### [SUPPLIED TEXT]
• • • • •

We know that this represents the Proposition, “All x are y”.
[Note that the Half, occupied by the two Counters, settles what is to be the Subject of the Proposition, and that the Cell, occupied by the Red Counter, settles what is to be its Predicate.]
Similarly we may interpret a Red and a Grey counter, when placed in any one of the seven similar positions
Red in North-East, Grey in North-West;
Red in South-West, Grey in South-East;
Red in South-East, Grey in South-West;
Red in North-West, Grey in South-West;
Red in South-West, Grey in North-West;
Red in North-East, Grey in South-East;
Red in South-East, Grey in North-East.
Once more the genial friend must be appealed to, and requested to examine the Reader on Tables II and III, and to make him not only represent Propositions, but also interpret Diagrams when marked with Counters.

• • • • •

Carry on the passage about reading counters on logic diagrams as propositions, starting right after its last sentence. The records have no connection to the text.

### [MATERIAL SHOWN]
• • • • •

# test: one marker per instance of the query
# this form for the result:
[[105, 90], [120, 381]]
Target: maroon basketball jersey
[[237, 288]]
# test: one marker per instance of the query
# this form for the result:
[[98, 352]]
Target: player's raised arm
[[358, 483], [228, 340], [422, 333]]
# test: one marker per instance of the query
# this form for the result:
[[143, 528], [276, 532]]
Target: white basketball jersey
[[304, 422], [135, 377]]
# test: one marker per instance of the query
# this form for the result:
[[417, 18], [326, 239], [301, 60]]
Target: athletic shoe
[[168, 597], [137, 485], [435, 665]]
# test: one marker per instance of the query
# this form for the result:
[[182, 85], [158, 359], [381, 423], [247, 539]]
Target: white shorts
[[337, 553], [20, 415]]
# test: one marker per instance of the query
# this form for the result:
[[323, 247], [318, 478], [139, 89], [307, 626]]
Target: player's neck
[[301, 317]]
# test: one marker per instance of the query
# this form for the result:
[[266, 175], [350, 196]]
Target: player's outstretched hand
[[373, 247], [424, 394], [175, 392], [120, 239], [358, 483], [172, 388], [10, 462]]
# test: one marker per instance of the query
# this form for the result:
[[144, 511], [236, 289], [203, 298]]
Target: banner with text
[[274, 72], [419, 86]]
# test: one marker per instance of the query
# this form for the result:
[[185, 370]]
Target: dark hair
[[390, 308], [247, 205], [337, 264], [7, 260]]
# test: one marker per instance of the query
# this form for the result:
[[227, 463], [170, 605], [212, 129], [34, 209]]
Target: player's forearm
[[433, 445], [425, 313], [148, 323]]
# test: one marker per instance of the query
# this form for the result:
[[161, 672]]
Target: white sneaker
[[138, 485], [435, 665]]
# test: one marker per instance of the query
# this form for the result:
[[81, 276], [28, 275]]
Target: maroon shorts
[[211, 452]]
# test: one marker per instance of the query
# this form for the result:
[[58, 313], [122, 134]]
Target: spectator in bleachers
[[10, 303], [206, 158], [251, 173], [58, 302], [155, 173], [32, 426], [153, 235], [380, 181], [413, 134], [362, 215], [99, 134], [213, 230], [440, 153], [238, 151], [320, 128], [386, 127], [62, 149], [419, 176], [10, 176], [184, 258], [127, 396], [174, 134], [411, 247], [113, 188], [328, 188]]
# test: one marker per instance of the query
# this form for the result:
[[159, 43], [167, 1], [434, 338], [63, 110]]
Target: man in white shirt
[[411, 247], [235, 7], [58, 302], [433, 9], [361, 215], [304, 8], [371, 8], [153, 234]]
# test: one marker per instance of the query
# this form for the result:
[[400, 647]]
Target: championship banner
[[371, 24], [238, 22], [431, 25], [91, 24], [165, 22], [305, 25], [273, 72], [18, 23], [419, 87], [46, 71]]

• • • • •

### [THE REPLY]
The Questions and Answers should be like this:—
Q. Represent “No x′ are y′.” A. Grey Counter in S.E. Cell. Q. Interpret Red Counter on E. partition. A. “Some y′ exist.” Q. Represent “All y′ are x.” A. Red in N.E. Cell; Grey in S.E. Q. Interpret Grey Counter in S.W. Cell. A. “No x′y exist” = “No x′ are y” = “No y are x′”. &c., &c.
At first the Examinee will need to have the Board and Counters before him; but he will soon learn to dispense with these, and to answer with his eyes shut or gazing into vacancy.
[Work Examples § 1, 5–8 (p. 97).]
BOOK IV.
THE TRILITERAL DIAGRAM.
CHAPTER I.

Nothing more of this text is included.